» ACTIVITY:
Your copy should hold every record verbatim and none of the pictures.

*** DATASET RECORDS Section Begins ***

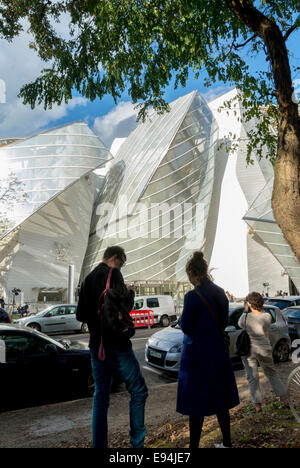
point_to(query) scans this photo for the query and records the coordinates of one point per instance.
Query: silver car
(164, 347)
(59, 318)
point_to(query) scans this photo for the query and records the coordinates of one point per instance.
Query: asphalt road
(153, 377)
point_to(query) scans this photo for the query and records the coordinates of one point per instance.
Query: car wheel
(281, 352)
(34, 326)
(165, 321)
(84, 328)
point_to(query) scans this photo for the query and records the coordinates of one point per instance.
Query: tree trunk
(286, 188)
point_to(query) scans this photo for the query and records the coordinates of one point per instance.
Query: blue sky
(19, 64)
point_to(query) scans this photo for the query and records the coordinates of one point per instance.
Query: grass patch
(275, 427)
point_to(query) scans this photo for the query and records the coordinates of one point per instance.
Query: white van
(163, 307)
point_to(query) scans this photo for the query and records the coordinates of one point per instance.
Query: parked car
(58, 318)
(284, 301)
(4, 317)
(163, 307)
(292, 316)
(36, 369)
(164, 347)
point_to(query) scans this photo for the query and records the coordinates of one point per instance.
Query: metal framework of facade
(160, 188)
(263, 225)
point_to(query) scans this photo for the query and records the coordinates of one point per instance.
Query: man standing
(119, 358)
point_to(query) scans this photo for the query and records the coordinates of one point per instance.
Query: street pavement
(69, 424)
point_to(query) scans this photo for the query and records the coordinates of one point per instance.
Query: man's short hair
(115, 250)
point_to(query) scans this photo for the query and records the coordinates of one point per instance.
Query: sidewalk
(69, 424)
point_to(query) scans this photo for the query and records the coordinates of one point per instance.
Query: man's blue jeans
(125, 363)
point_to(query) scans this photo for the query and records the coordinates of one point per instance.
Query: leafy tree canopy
(139, 45)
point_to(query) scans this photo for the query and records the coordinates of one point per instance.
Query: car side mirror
(51, 349)
(230, 328)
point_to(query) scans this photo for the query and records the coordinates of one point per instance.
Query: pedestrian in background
(206, 381)
(119, 357)
(257, 324)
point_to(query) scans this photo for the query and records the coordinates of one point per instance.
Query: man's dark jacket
(91, 289)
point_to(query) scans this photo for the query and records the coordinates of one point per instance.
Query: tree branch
(276, 49)
(238, 46)
(291, 30)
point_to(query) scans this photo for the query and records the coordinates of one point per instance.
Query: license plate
(155, 354)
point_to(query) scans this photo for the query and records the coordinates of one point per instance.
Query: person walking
(119, 357)
(257, 324)
(206, 381)
(2, 302)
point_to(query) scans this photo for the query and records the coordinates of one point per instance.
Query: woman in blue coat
(206, 381)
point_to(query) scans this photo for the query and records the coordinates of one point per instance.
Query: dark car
(4, 317)
(292, 316)
(284, 301)
(36, 369)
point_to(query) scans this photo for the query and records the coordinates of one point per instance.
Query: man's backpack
(116, 323)
(243, 343)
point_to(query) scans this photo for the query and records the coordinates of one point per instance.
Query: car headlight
(176, 349)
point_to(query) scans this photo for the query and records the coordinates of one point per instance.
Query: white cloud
(118, 123)
(214, 93)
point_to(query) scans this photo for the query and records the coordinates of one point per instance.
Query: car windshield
(50, 340)
(44, 311)
(281, 303)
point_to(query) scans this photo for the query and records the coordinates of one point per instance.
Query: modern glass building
(50, 229)
(164, 196)
(264, 227)
(158, 196)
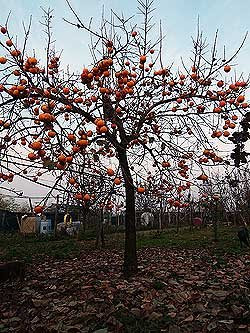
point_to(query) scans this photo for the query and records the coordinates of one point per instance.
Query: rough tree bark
(130, 265)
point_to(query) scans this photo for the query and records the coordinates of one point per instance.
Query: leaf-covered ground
(175, 291)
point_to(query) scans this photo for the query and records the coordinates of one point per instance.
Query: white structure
(45, 226)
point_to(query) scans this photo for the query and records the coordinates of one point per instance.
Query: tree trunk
(100, 242)
(130, 265)
(216, 222)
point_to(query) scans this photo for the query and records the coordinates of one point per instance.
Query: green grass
(15, 246)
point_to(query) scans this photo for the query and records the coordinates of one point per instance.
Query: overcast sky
(179, 22)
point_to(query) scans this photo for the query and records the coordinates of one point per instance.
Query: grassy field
(15, 246)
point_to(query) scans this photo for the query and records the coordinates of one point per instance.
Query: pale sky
(179, 22)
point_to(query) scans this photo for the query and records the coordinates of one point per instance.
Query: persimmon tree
(148, 114)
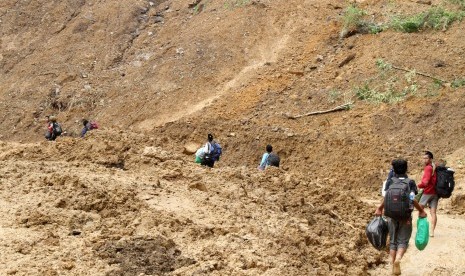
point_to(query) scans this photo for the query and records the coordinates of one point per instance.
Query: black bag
(273, 160)
(377, 231)
(396, 200)
(445, 181)
(57, 129)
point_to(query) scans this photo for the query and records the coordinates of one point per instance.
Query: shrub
(435, 18)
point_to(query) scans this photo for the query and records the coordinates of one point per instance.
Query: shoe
(396, 268)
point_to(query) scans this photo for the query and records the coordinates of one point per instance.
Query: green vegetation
(370, 94)
(460, 3)
(231, 4)
(391, 86)
(458, 83)
(352, 17)
(437, 18)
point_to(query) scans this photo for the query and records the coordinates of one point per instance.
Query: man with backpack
(53, 128)
(428, 184)
(212, 152)
(398, 205)
(269, 158)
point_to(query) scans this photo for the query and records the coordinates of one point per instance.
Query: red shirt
(428, 181)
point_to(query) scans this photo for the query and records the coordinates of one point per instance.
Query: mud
(158, 76)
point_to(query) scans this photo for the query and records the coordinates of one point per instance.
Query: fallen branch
(418, 73)
(337, 108)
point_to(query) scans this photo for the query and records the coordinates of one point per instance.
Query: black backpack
(445, 181)
(396, 200)
(273, 160)
(377, 231)
(57, 129)
(215, 152)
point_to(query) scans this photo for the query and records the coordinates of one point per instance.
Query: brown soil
(159, 75)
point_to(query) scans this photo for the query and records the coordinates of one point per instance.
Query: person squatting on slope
(53, 128)
(87, 126)
(212, 152)
(428, 184)
(269, 158)
(399, 219)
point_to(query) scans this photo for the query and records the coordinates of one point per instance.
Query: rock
(156, 152)
(190, 148)
(198, 186)
(348, 59)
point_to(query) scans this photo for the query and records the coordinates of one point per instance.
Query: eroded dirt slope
(158, 75)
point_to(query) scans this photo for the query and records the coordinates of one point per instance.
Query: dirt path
(444, 254)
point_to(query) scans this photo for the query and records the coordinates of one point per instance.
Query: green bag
(422, 236)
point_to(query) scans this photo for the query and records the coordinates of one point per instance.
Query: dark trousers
(207, 162)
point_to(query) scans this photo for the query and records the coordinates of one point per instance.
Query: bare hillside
(158, 75)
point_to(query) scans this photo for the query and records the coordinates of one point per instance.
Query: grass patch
(370, 94)
(460, 3)
(458, 83)
(231, 4)
(391, 86)
(436, 18)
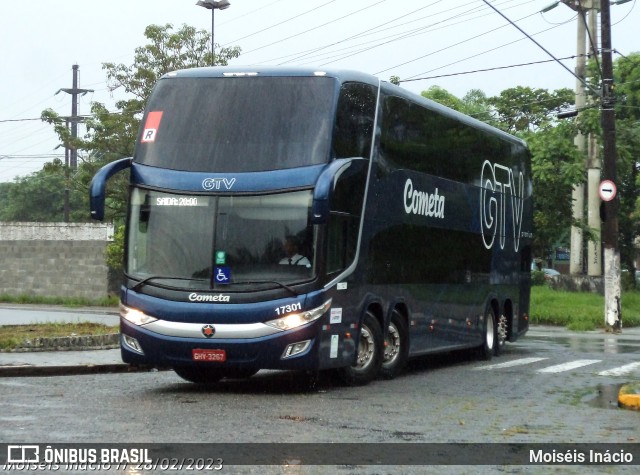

*** DATASET RECORDS Section Ends ***

» EXERCISE SOLUTION:
point_to(query) scans this photo for the query and records the coordinates of one point per instance.
Query: silver car
(164, 347)
(59, 318)
point_to(query) scans this photo for the query and records the coordinates of one point per instance.
Query: asphalt road
(153, 377)
point_to(query) scans this photo for the query and records the coordinates of one point per instance.
Query: car wheel
(281, 352)
(34, 326)
(165, 321)
(84, 328)
point_to(query) scans this photo for the query and records the coordinates of one point per instance.
Query: tree trunk
(286, 188)
point_to(query) scans this photo for the query and records the coordinates of one point per instance.
Query: blue sky
(19, 64)
point_to(query) scans this photo for the query and records the coordinates of one point per instance.
Query: grass patch
(275, 427)
point_to(query) scans this photo for the query and records the coordinates of one point per instance.
Query: white van
(163, 307)
point_to(query) scans this photo for the query and records the coordinates of one point per instance.
Query: parked car
(58, 318)
(284, 301)
(4, 317)
(163, 307)
(292, 316)
(36, 369)
(164, 347)
point_to(query) scans this photo for the query and records the coordinates of one point per instance.
Query: metal framework of facade
(160, 188)
(263, 225)
point_to(query) scans this photo for the query and records the coordinates of one point per instance.
Query: man standing
(119, 358)
point_to(query) scans this photo for the query and records the coordinates of one point per instance.
Query: street pavement
(69, 424)
point_to(query) scans this photo for the query and records the coordinates of one point per instance.
Query: man's short hair
(115, 250)
point_to(query) scans this photo for the query and records the coordinates of one point per instance.
Query: sidewalk
(69, 424)
point_to(query) scans this photo for the query and records the coordinates of one point per instance.
Query: man's blue jeans
(125, 363)
point_to(query) scans this photo for the query and records the coordinates of one point per instance.
Query: leafy tree canopy
(139, 45)
point_to(query) scans this photo for the query and records the coordinates of one point per instance.
Query: car side mirror
(51, 349)
(230, 328)
point_to(query) scans this photo for the query and records the coordinates of one point per instance.
Query: pedestrian in background
(206, 381)
(119, 357)
(257, 324)
point_to(query) scans this photo for the query and records the coordinates of one point per instance.
Query: man's dark jacket
(91, 289)
point_to(query) scans this photo for the query and records the coordinates of one point per instance.
Query: tree branch
(276, 49)
(238, 46)
(291, 30)
point_to(query) scans this photo for the query and records the coordinates of one point per instance.
Query: license plate
(155, 354)
point_to(query) scans this photo for the query and records the coordinates of one point per instance.
Query: person walking
(119, 357)
(257, 324)
(206, 381)
(2, 302)
point_to(query) scans this photo for the query and records the coordinates of one point per instance.
Query: woman in blue coat
(206, 381)
point_to(query) scans this photo for the query and records the coordinates of one point per instance.
Query: dark car
(4, 317)
(292, 316)
(284, 301)
(36, 369)
point_to(query) scans this photo for the query and records the coordinates of one point per instance.
Query: man's backpack
(116, 323)
(243, 343)
point_to(query) scans this photo for the query and records the coordinates of one point per instance.
Query: car headlight
(176, 349)
point_to(query) scans this photo for the query and records the coordinates of one point per instance.
Query: white cloud
(118, 123)
(214, 93)
point_to(query) scans this photo for the query and records the coordinates of one point per instance.
Query: car windshield
(50, 340)
(44, 311)
(281, 303)
point_to(query) scans this photo for the query and records the coordinates of one point per instance.
Query: modern glass building
(50, 229)
(164, 196)
(264, 227)
(158, 196)
point_to(query) scans this photo for the query and records the coordinates of one point per instance.
Query: rough tree bark
(130, 265)
point_to(query) scans this photo for the query and records the coordinates of one point per instance.
Query: leaf-covered ground
(175, 291)
point_to(query) scans this photo for the query and records the coordinates of one point per instance.
Query: white structure
(45, 226)
point_to(query) scans this photo for the query and records the coordinates of one point per instance.
Query: tree trunk
(100, 242)
(130, 265)
(216, 222)
point_to(query) scans this photo for the query and records the coordinates of one point per instance.
Query: green grass
(15, 246)
point_to(query) scans this photo for the query and records the coordinates of one point per instance.
Query: overcast sky
(179, 22)
point_to(query) scans this photo for the query and records the coordinates of one point per instance.
Query: grassy field
(15, 246)
point_to(query) scans this photo for the query and records the coordinates of one point per instance.
Query: pale sky
(179, 22)
point_to(query) scans this photo for the query and records the coordinates of one point per instance.
Query: persimmon tree
(148, 114)
point_to(query) scans this photo for the query and records the coordinates of one point per instance.
Query: black bag
(273, 160)
(377, 231)
(396, 200)
(445, 181)
(57, 129)
point_to(query) scans this photo for the query and records the coordinates of one point per instance.
Query: shrub
(435, 18)
point_to(query) scans this photo for the query and records the coordinates of one point per instance.
Query: shoe
(396, 268)
point_to(query) scans this photo for the query and records the coordinates of one point per instance.
Query: green vegetation
(370, 94)
(460, 3)
(231, 4)
(391, 86)
(458, 83)
(352, 17)
(437, 18)
point_to(query) scans this photo for the query and records the coordinates of one point per instance.
Query: man with backpack
(53, 128)
(428, 184)
(212, 152)
(398, 205)
(269, 158)
point_to(query) scans this photo for the query and records the coordinates of one point per instance.
Query: red shirt
(428, 181)
point_to(query) scans this photo for the query and records the coordinates of one point per instance.
Query: mud
(158, 76)
point_to(query) scans this photo for the query and records the coordinates of one point per instance.
Query: fallen branch
(418, 73)
(337, 108)
point_to(query) scans this photo for the query and records the coordinates of one point per instance.
Query: black backpack
(445, 181)
(396, 200)
(273, 160)
(377, 231)
(57, 129)
(215, 152)
point_to(query) scans this photo for the query and records the coordinates of one point per instance.
Query: brown soil
(159, 75)
point_to(query) scans this photo for the query and records the coordinates of one point per instance.
Query: person squatting on slope
(53, 128)
(87, 126)
(212, 152)
(428, 184)
(269, 158)
(399, 219)
point_to(query) scans this photo for the query and records the coordinates of one point per instance.
Query: rock
(156, 152)
(190, 148)
(198, 186)
(348, 59)
point_to(query) scans this photo for the query and records the coordinates of one point per instance.
Query: eroded dirt slope
(158, 75)
point_to(query) scans this photo for the query and records the coordinates of one point per instance.
Query: dirt path
(444, 254)
point_to(query) scans this photo for the query and records the coordinates of one point per instance.
Query: green bag
(422, 236)
point_to(query) scans this photo for the query and records the coordinates of one point per instance.
Query: dark trousers
(207, 162)
point_to(query) scans this photo for the query and records the coordinates of one point per instance.
Query: bare hillside
(158, 75)
point_to(query) scans this photo for the query and records the coordinates of one point per instance.
Query: grass patch
(370, 94)
(460, 3)
(458, 83)
(231, 4)
(391, 86)
(436, 18)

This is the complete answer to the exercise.